BEGIN TEXT SHOWN

Update: Digital Distribution

Digital Distribution, according to Wikipedia, is “the practice of delivering content without the use of physical media”. This, of course, means Internet distribution via download or streaming.

We all know that digital distribution is real and that it is causing debilitating erosion in the physical media business: CDs, DVDs, Blu-Rays. One significant problem is that the digital distribution business, such as it is, is very fragmented. It used to be that a new terrestrial broadcast TV channel could turn on, and automatically, everyone with a TV could watch it. Now, there’s an app for that. In fact, there is a separate app for each “channel” that lights up. In essence, each new Internet service must create the ecosystem of devices that can view it by making an App (iOS and Android, of course) then seeing how many Blu-ray players and connected TVs can get tuned in, involving considerable expense on the part of the service provider.

Consolidation around a digital distribution platform would greatly ease these problems. But what constitutes a platform, what portions are broadly considered to be valid points of consolidation, and is there sufficient business motivation for anyone to move in the direction of consolidation? What does it mean for one or two players to consolidate if all others remain “out” of the consolidation?

END TEXT SHOWN
BEGIN STORED ROWS

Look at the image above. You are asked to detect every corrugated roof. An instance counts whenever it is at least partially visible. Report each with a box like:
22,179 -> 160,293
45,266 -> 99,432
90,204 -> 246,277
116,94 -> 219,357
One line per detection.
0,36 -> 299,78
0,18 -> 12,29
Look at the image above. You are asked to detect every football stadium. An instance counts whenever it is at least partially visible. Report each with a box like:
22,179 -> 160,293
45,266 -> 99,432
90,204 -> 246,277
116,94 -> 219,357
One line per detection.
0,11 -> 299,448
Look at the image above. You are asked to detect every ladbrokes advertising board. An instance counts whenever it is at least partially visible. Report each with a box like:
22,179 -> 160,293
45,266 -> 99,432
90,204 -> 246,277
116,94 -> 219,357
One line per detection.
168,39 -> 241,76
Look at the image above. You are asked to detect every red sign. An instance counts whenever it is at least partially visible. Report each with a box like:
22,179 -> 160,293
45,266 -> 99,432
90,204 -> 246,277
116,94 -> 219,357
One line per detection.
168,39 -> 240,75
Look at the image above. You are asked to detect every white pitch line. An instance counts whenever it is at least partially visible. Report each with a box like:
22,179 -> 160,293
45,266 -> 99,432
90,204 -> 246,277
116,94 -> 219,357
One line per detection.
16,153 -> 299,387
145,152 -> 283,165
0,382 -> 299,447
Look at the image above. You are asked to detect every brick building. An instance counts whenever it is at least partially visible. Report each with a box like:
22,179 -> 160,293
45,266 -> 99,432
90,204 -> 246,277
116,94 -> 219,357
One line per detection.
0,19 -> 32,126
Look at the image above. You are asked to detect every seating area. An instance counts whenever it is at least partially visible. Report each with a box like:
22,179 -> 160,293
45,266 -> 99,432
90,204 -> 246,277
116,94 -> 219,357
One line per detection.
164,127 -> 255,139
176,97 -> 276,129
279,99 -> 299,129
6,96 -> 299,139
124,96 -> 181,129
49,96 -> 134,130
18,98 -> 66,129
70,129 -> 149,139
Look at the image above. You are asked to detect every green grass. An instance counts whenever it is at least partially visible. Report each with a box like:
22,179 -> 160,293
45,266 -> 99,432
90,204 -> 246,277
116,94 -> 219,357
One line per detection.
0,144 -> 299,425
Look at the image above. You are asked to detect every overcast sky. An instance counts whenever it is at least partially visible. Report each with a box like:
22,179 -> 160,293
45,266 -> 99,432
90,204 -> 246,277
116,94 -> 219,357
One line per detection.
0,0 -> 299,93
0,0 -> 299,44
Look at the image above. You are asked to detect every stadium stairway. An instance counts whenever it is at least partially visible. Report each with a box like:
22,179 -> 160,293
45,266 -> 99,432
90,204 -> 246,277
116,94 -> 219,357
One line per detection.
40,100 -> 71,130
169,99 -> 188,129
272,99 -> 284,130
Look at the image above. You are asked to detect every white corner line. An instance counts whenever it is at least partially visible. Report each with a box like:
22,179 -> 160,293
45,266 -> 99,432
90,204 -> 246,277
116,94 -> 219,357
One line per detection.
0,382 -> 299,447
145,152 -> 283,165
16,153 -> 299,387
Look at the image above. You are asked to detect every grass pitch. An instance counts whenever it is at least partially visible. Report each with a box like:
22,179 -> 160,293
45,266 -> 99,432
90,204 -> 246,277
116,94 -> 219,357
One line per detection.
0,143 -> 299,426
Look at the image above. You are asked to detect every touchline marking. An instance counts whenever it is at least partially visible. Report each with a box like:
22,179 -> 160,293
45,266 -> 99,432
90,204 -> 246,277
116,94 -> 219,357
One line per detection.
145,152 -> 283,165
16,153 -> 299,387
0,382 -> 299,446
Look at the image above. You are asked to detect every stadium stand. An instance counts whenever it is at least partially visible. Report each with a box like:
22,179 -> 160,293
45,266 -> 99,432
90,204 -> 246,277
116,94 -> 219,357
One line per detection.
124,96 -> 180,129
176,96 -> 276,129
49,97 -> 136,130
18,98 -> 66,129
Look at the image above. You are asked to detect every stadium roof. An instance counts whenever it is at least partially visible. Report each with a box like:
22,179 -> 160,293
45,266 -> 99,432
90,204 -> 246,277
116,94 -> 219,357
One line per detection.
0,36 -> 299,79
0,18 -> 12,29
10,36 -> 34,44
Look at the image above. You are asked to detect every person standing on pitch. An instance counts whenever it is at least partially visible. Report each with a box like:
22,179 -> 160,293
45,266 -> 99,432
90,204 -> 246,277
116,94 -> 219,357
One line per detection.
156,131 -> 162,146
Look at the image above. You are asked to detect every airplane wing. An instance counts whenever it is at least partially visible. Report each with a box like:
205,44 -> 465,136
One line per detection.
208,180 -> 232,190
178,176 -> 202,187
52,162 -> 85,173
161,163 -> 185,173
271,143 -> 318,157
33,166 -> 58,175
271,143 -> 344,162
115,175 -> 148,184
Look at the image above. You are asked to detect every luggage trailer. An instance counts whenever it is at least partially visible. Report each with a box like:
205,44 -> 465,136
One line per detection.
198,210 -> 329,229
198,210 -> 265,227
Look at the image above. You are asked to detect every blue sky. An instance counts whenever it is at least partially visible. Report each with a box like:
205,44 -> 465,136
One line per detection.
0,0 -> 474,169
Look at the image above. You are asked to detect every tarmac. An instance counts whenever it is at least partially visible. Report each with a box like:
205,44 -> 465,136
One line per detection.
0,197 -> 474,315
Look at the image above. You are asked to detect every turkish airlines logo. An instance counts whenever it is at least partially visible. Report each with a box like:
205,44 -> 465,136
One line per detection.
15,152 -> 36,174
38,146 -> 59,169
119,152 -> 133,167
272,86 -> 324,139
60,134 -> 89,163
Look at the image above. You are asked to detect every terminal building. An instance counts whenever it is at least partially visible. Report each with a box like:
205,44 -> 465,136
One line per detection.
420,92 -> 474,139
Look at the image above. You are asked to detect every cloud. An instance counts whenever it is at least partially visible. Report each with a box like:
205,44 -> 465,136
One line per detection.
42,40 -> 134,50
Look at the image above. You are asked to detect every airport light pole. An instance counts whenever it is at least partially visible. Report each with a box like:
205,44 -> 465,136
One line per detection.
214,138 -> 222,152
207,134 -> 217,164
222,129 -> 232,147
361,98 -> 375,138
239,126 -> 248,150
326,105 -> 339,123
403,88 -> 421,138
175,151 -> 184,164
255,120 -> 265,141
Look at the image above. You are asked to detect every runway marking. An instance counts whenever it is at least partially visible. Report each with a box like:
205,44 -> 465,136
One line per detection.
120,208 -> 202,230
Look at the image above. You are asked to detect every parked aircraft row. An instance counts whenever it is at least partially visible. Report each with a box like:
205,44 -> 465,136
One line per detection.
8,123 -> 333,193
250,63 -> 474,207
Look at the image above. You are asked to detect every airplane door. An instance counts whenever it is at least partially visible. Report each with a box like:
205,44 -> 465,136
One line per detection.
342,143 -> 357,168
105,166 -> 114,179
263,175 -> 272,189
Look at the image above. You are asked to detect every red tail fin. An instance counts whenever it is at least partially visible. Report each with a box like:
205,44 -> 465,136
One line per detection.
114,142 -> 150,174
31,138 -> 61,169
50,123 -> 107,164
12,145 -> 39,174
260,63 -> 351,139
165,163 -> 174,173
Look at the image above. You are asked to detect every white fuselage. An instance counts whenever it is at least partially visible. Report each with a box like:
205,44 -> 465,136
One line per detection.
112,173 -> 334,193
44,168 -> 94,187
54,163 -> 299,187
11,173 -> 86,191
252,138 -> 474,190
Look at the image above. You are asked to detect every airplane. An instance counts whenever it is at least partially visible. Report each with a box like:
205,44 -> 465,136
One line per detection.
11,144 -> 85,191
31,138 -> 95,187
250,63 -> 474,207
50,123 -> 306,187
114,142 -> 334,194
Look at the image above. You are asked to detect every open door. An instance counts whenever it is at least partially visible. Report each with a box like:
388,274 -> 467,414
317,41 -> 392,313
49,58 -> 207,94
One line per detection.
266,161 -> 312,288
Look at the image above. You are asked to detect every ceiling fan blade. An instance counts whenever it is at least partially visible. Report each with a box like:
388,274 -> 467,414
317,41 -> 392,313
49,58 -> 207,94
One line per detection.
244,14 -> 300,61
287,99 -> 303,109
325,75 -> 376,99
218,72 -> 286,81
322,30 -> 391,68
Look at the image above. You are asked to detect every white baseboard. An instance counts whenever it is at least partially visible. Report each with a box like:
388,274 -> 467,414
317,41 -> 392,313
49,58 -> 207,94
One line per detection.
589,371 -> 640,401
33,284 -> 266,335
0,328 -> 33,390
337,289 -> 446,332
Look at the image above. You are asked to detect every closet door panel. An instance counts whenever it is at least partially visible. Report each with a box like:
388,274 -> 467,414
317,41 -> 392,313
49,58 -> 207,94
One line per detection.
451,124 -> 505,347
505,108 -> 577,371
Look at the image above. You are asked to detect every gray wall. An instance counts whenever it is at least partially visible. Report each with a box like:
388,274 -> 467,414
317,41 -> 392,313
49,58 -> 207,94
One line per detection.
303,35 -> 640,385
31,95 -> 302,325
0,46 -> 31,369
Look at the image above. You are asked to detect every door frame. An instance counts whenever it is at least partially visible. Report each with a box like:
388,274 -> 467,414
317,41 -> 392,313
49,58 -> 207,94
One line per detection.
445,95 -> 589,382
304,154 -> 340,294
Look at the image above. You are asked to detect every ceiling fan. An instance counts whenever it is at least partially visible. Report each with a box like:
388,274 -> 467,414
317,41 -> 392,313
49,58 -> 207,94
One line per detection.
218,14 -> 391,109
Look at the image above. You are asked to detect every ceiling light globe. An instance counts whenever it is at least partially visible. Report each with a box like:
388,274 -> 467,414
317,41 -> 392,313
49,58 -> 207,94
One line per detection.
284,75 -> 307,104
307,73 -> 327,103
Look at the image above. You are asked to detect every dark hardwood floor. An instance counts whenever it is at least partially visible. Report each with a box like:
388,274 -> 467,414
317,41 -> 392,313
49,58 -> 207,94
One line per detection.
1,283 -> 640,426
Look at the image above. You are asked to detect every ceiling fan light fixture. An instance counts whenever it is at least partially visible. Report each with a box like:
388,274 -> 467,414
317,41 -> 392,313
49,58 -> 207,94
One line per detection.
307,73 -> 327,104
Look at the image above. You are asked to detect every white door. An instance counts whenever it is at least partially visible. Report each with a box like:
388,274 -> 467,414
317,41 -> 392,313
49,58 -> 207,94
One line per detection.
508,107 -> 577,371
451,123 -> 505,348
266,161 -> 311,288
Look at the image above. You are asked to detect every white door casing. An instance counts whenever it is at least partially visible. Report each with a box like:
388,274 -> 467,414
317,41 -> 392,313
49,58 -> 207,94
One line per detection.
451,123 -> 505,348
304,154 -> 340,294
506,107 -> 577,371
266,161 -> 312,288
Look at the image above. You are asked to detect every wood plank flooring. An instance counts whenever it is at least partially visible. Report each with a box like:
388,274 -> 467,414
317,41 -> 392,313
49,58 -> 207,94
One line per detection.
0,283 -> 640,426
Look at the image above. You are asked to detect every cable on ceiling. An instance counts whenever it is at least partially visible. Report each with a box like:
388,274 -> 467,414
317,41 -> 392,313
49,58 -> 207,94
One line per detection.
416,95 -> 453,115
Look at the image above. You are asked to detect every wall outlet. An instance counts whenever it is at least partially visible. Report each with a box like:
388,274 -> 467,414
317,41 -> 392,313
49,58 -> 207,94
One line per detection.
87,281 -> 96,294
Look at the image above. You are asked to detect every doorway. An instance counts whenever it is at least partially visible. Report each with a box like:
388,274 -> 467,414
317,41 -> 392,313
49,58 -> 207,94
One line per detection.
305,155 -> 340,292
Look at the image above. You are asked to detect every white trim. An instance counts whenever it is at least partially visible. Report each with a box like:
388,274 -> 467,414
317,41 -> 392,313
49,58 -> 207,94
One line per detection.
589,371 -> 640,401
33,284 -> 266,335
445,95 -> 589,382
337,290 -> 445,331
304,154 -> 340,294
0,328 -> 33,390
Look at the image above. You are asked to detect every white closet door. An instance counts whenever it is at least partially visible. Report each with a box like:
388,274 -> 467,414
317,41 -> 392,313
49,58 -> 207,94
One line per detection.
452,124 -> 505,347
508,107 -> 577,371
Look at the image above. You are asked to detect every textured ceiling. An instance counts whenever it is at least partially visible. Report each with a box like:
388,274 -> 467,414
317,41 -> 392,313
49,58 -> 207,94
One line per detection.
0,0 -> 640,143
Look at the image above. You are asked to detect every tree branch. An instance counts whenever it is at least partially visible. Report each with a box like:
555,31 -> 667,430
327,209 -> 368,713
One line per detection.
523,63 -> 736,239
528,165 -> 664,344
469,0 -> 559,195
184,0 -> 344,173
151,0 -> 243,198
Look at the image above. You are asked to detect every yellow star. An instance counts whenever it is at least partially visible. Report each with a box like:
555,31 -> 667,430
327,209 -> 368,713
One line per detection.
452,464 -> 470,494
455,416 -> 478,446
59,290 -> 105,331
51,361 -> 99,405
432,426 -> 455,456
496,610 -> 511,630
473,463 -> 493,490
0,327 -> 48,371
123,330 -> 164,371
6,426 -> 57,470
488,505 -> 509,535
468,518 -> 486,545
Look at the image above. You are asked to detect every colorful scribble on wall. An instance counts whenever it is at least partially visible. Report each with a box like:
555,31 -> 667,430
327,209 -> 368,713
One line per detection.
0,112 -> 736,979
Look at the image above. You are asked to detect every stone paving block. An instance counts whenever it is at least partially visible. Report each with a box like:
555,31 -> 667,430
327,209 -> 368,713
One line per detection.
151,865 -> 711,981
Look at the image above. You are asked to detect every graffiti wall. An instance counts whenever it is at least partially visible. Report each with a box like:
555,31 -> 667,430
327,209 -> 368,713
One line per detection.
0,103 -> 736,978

END STORED ROWS

▶ **GOALS**
1 – Write out the digital distribution passage word for word, starting at "Update: Digital Distribution" and ending at "download or streaming.".
2 – Continue the digital distribution passage from the point where it stops.
None of these items are needed.

▶ **ANSWERS TO THE EXERCISES**
1 –
Update: Digital Distribution

Digital Distribution, according to Wikipedia, is “the practice of delivering content without the use of physical media”. This, of course, means Internet distribution via download or streaming.

2 –
DECE/UV has done the best job of consolidation of any one industry effort so far. They have created a digital distribution file format that is “common” across a number of DRMs. A movie, published in this container, can be played on any device that has a compatible implementation of one of the 5 approved DRMs, provided a license has been obtained for that DRM and for that file. It is possible to obtain the license separate from the download, but doing so requires Internet connectivity, potentially well after and geographically far removed from the location to which the file was originally downloaded. Given that, there remain some usability issues. Here is my list of issues that remain fairly open:

1. Granted that digital distribution requires Internet connectivity to perform the stream or the download. But while persistent connectivity is becoming more and more ubiquitous, can it be assumed in all cases, as for when you are out of range, or on a 3G/4G service with a data cap and bandwidth limits? Answer: In these cases, streaming won’t work well or maybe not at all, and previously downloaded content may not play unless a still-valid license was previously obtained and is still available.

2. Consumers have learned that they can take a DVD and “stick it” in a widely available DVD player and watch the movie. However, if I have a movie which is captured in a file, how do I “stick it in a player”? The reality is that there is no broadly available player for such content, and for players that do exist, there is a dizzying array of means by which the movie is moved to the player, some of which may involve transforming the movie into a different format. It may be streamed over a DLNA network, played from a USB “thumbdrive” or SD card flash memory or some other means. In contrast to the familiar experience of playing a DVD, each method of playing from a file is different.

3. Consumers are accustomed to literally picking up a DVD from a store, or receiving it in the mail. However, purchasing a file is not something the consumer is familiar with. Add to that the fact that each online retailer differs substantially from others in terms of user experience, and even in terms of business model, e.g., can be played on X number of devices, or Y number of devices, etc. Rental periods also vary widely, and subscription is still a new concept.

Despite each of these, and other, basic, usability and consumer adoption issues, digital distribution is real and is causing debilitating erosion in the physical media business anyway. But clearly, there is a lot more work to do.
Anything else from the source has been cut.